··· Information supplied
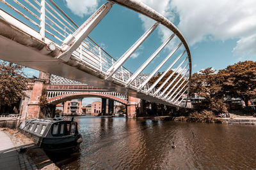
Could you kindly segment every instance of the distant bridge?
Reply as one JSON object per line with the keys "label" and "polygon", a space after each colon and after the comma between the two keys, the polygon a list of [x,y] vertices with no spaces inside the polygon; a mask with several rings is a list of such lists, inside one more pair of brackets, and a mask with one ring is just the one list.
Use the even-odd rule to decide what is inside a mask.
{"label": "distant bridge", "polygon": [[47,101],[53,104],[83,97],[108,98],[124,104],[128,103],[126,95],[52,74],[50,84],[45,85],[45,88],[47,90]]}
{"label": "distant bridge", "polygon": [[[88,36],[114,3],[156,21],[118,60]],[[103,4],[79,27],[52,0],[0,0],[0,4],[3,6],[0,10],[1,59],[100,87],[109,91],[166,105],[186,106],[191,74],[188,45],[172,22],[145,4],[134,0],[111,1]],[[135,73],[130,72],[123,65],[159,25],[173,34],[166,38]],[[147,76],[141,74],[174,36],[179,39],[179,45],[158,66],[152,68],[150,74]],[[177,55],[173,62],[153,84],[149,84],[156,73],[170,58],[174,57],[173,54],[182,45],[185,50]],[[174,67],[174,66],[177,66]],[[173,72],[156,89],[171,69]],[[173,80],[169,82],[170,80]],[[52,96],[52,94],[54,94]],[[51,92],[49,99],[56,97],[56,94],[59,93]]]}

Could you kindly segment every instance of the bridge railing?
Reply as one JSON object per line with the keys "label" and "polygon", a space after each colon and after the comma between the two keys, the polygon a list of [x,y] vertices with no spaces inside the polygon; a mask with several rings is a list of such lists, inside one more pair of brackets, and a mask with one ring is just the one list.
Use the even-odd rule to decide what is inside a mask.
{"label": "bridge railing", "polygon": [[[115,0],[114,1],[120,4],[122,4],[124,3],[119,0]],[[4,9],[6,12],[13,16],[27,26],[36,31],[38,33],[41,41],[44,42],[52,41],[56,44],[58,48],[61,48],[61,45],[63,45],[65,40],[67,39],[69,35],[76,32],[77,28],[79,28],[79,26],[69,18],[52,0],[0,0],[0,2],[2,3],[1,5],[4,4],[3,8]],[[138,6],[138,3],[139,3],[134,1],[132,2],[132,3]],[[147,7],[145,8],[147,8]],[[150,10],[148,9],[147,9],[147,10],[150,11]],[[144,15],[146,14],[143,12],[141,12],[141,13]],[[150,16],[150,17],[153,18],[152,16]],[[164,20],[164,18],[163,19],[161,18],[161,19]],[[148,31],[149,31],[149,34],[157,27],[159,22],[156,23]],[[162,22],[162,25],[164,24],[164,22],[168,23],[166,20]],[[170,25],[172,25],[172,24]],[[166,25],[164,26],[167,27]],[[173,51],[166,57],[166,60],[165,60],[164,59],[164,60],[161,62],[161,64],[163,64],[157,66],[151,74],[145,76],[141,74],[135,74],[136,73],[132,74],[122,64],[122,66],[116,67],[117,69],[115,71],[113,76],[111,76],[111,78],[118,81],[122,82],[124,85],[129,87],[134,90],[141,91],[149,96],[157,97],[158,99],[161,99],[166,102],[173,103],[177,104],[180,103],[183,99],[187,96],[187,95],[184,94],[186,90],[187,90],[187,94],[188,94],[189,83],[187,83],[185,84],[186,82],[185,80],[189,81],[189,79],[190,78],[189,75],[191,75],[191,58],[188,45],[183,36],[174,26],[172,25],[170,27],[171,27],[170,29],[174,33],[163,43],[159,49],[162,47],[164,48],[175,35],[179,36],[181,43],[180,43]],[[180,55],[175,61],[173,62],[172,66],[168,67],[167,71],[165,71],[164,73],[166,74],[168,71],[171,70],[172,66],[175,64],[176,62],[179,60],[186,52],[188,57],[187,57],[182,61],[182,64],[174,69],[173,71],[179,74],[179,75],[180,75],[180,76],[182,76],[182,78],[185,78],[184,81],[182,81],[184,83],[184,84],[185,84],[185,85],[176,88],[179,89],[179,90],[177,90],[178,89],[172,89],[170,86],[167,86],[168,88],[163,88],[164,86],[161,86],[160,88],[158,87],[157,89],[156,87],[157,82],[153,85],[149,84],[149,80],[156,74],[157,70],[164,64],[166,60],[170,58],[172,54],[173,54],[182,45],[184,45],[186,50]],[[137,45],[135,46],[136,45]],[[139,45],[138,45],[137,46]],[[163,48],[159,50],[159,52],[160,52]],[[156,55],[154,56],[156,52],[151,56],[152,59],[157,55],[157,53]],[[113,67],[114,65],[116,66],[116,65],[119,64],[118,61],[89,36],[86,36],[79,46],[72,52],[72,55],[81,63],[85,63],[86,65],[90,66],[99,72],[102,72],[106,75],[108,75],[109,71],[111,71],[111,69]],[[124,56],[122,57],[123,57]],[[129,56],[127,57],[129,57]],[[188,63],[186,65],[187,62]],[[118,64],[116,64],[116,63]],[[146,64],[147,63],[144,63],[143,66],[147,66],[148,64]],[[182,69],[182,66],[184,66],[183,69]],[[186,68],[188,66],[189,68]],[[182,69],[182,71],[180,71],[180,69]],[[156,70],[156,71],[155,71]],[[188,71],[189,71],[189,74],[188,74]],[[177,81],[183,81],[183,79],[180,78],[179,76],[175,76],[175,74],[172,74],[172,76],[168,78],[169,80],[172,80],[170,79],[171,77],[173,77],[173,78],[175,80],[177,79],[176,81],[173,80],[172,81],[172,83],[175,83]],[[160,80],[161,78],[157,80],[158,83]],[[167,81],[166,83],[167,83]],[[170,83],[170,85],[172,85],[172,83]],[[175,83],[175,85],[178,86],[179,83]],[[171,98],[170,96],[173,97]],[[180,99],[182,97],[183,99],[180,101]],[[175,99],[178,99],[178,100]]]}

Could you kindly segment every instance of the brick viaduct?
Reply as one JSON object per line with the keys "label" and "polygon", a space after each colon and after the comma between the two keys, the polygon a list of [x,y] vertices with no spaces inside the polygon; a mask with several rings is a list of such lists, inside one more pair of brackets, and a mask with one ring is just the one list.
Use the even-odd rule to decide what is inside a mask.
{"label": "brick viaduct", "polygon": [[[40,71],[39,78],[33,79],[33,81],[28,83],[28,88],[26,91],[26,97],[24,97],[20,103],[20,116],[22,118],[28,119],[40,117],[41,111],[39,104],[40,97],[42,96],[43,89],[47,89],[49,80],[50,74]],[[136,97],[128,97],[128,101],[127,101],[110,95],[92,92],[66,94],[48,99],[47,101],[52,105],[56,105],[72,99],[86,97],[100,97],[102,99],[102,103],[104,103],[104,100],[106,101],[106,99],[110,99],[112,101],[121,103],[127,106],[128,117],[133,117],[134,116],[136,107],[140,106],[140,99]]]}

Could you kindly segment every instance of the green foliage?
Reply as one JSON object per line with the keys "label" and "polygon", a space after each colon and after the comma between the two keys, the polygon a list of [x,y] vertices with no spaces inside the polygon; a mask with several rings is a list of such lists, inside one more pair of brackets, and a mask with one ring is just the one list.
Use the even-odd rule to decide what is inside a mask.
{"label": "green foliage", "polygon": [[218,74],[212,67],[207,68],[192,75],[191,96],[204,97],[201,103],[193,104],[196,111],[209,110],[213,113],[227,112],[222,101],[223,91]]}
{"label": "green foliage", "polygon": [[228,95],[245,101],[256,98],[256,62],[239,62],[215,73],[212,67],[196,73],[191,77],[191,96],[204,99],[193,104],[198,111],[227,112],[223,97]]}
{"label": "green foliage", "polygon": [[22,69],[12,62],[0,62],[0,105],[10,106],[26,96],[28,79]]}
{"label": "green foliage", "polygon": [[256,62],[239,62],[220,70],[222,90],[233,97],[240,97],[246,104],[256,98]]}
{"label": "green foliage", "polygon": [[43,89],[42,90],[42,95],[39,99],[39,104],[41,108],[45,108],[48,105],[47,94],[47,90],[45,89]]}

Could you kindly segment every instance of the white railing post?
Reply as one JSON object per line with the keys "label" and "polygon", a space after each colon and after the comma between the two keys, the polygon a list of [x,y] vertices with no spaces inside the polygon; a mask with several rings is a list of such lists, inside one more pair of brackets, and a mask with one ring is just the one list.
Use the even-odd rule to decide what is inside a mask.
{"label": "white railing post", "polygon": [[45,38],[45,0],[41,0],[40,30],[42,40]]}
{"label": "white railing post", "polygon": [[124,81],[124,69],[123,69],[123,67],[121,67],[121,70],[122,70],[122,78],[123,78],[123,81]]}
{"label": "white railing post", "polygon": [[99,46],[99,54],[100,54],[100,70],[101,71],[102,71],[102,57],[101,57],[101,48],[100,48],[100,46]]}
{"label": "white railing post", "polygon": [[83,60],[83,50],[82,50],[82,44],[79,46],[79,58],[81,60]]}

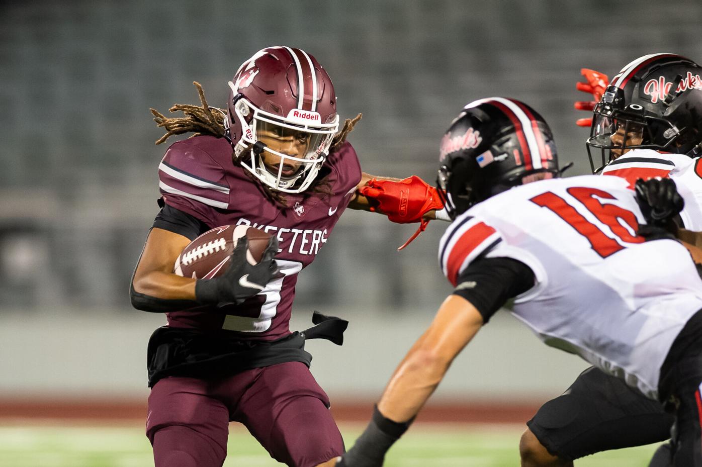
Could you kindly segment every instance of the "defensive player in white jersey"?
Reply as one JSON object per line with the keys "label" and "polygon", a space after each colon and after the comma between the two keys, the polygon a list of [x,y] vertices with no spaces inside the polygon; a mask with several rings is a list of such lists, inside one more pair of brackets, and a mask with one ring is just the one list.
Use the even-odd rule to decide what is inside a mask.
{"label": "defensive player in white jersey", "polygon": [[[594,110],[592,119],[578,122],[591,128],[593,172],[623,177],[630,186],[638,178],[670,177],[685,201],[677,224],[702,230],[702,67],[680,55],[655,53],[628,64],[611,84],[598,72],[581,72],[588,83],[578,88],[597,101],[576,103],[576,108]],[[692,232],[684,234],[696,242]],[[698,249],[688,248],[702,261]],[[659,404],[590,368],[527,422],[522,466],[571,467],[574,459],[595,452],[664,441],[672,423]],[[669,465],[670,451],[662,446],[651,467]]]}
{"label": "defensive player in white jersey", "polygon": [[[382,465],[453,359],[515,298],[513,314],[547,345],[579,355],[653,401],[674,400],[675,465],[702,466],[702,280],[671,236],[638,234],[640,223],[682,207],[668,191],[674,184],[643,185],[670,195],[663,199],[677,197],[670,204],[677,208],[665,212],[665,204],[640,205],[622,178],[552,178],[558,171],[548,125],[510,99],[469,104],[444,141],[449,149],[441,152],[438,184],[455,220],[439,258],[455,289],[338,465]],[[459,143],[446,145],[453,141]]]}

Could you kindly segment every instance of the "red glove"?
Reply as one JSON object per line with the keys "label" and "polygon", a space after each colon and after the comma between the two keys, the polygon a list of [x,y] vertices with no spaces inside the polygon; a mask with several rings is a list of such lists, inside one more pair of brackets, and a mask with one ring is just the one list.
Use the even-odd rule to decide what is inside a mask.
{"label": "red glove", "polygon": [[420,223],[417,231],[398,250],[409,245],[427,228],[429,220],[424,218],[425,214],[444,208],[437,189],[416,175],[399,182],[373,178],[359,192],[368,198],[371,211],[387,215],[392,222]]}
{"label": "red glove", "polygon": [[[576,100],[574,107],[578,110],[592,112],[597,103],[602,98],[602,94],[604,93],[604,90],[607,88],[607,85],[609,84],[609,78],[604,73],[600,73],[589,68],[581,68],[580,74],[585,77],[585,79],[588,82],[576,83],[576,89],[582,91],[583,93],[590,93],[592,95],[595,100]],[[578,119],[576,121],[576,124],[578,126],[590,126],[592,124],[592,117]]]}

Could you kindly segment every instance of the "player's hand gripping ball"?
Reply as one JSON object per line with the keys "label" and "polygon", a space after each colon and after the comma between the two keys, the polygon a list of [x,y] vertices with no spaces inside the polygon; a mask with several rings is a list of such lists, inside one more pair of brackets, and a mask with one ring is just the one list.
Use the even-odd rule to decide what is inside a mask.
······
### What needs to be done
Pick out every line of the listing above that contains the string "ball", and copy each one in full. Treat uppercase and lowercase letters as different.

### Problem solution
Could you kindly segment every instance of the "player's hand gripping ball"?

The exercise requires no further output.